*Liste des activités*
1) Rendez sans rien changer le passage du texte sur les études de psychologie qui commence par les mots contenant « Alors que les » et finit par « servaient à rien  ? ».
2) D'après le texte sur les études de psychologie, que serait tout le monde pour l'autre selon la société ?
+++ Texte à étudier +++
Alors que les études en psychologie n’ont jamais été aussi prisées, T. Persons revient sur le maquignonnage du siècle  : et si les études de psychologie ne servaient à rien  ?

Ce n’est pas moi qui le dis, c’est la société  : tout le monde est un peu le psy de l’autre. Et c’est très bien. L’autre jour, alors que le consensus social me renvoyait qu’il est de bon ton d’échanger des banalités avec des parents qui viennent eux aussi chercher leurs bambins à l’école, on m’a demandé ce que je faisais dans la vie.
+++ Données extraites +++
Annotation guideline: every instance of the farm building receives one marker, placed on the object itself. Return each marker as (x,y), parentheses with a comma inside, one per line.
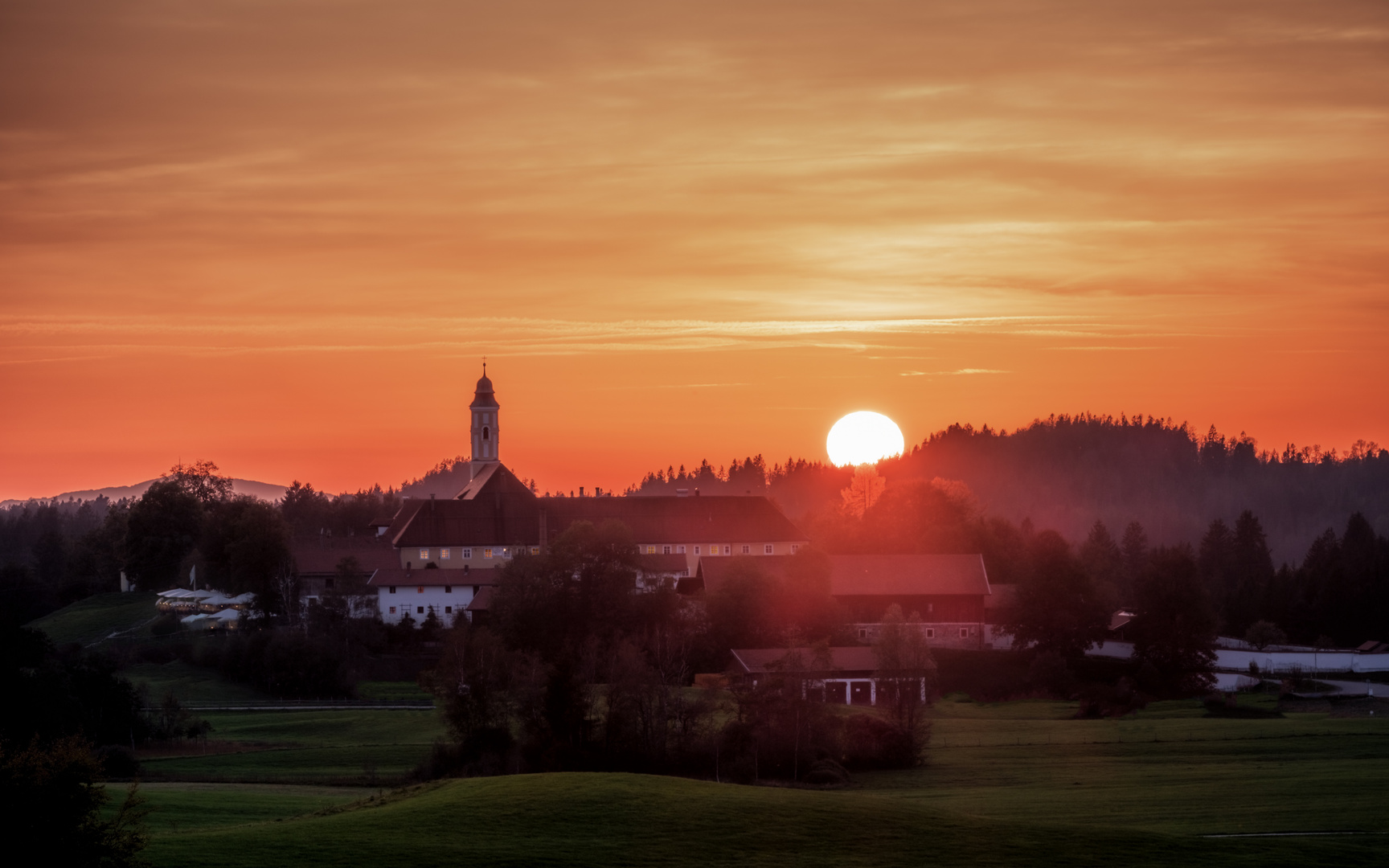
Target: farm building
(950,593)
(445,547)
(845,675)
+++
*Réponses écrites*
1)
Alors que les études en psychologie n’ont jamais été aussi prisées, T. Persons revient sur le maquignonnage du siècle  : et si les études de psychologie ne servaient à rien  ?

2) Tout le monde est un peu le psy de l'autre.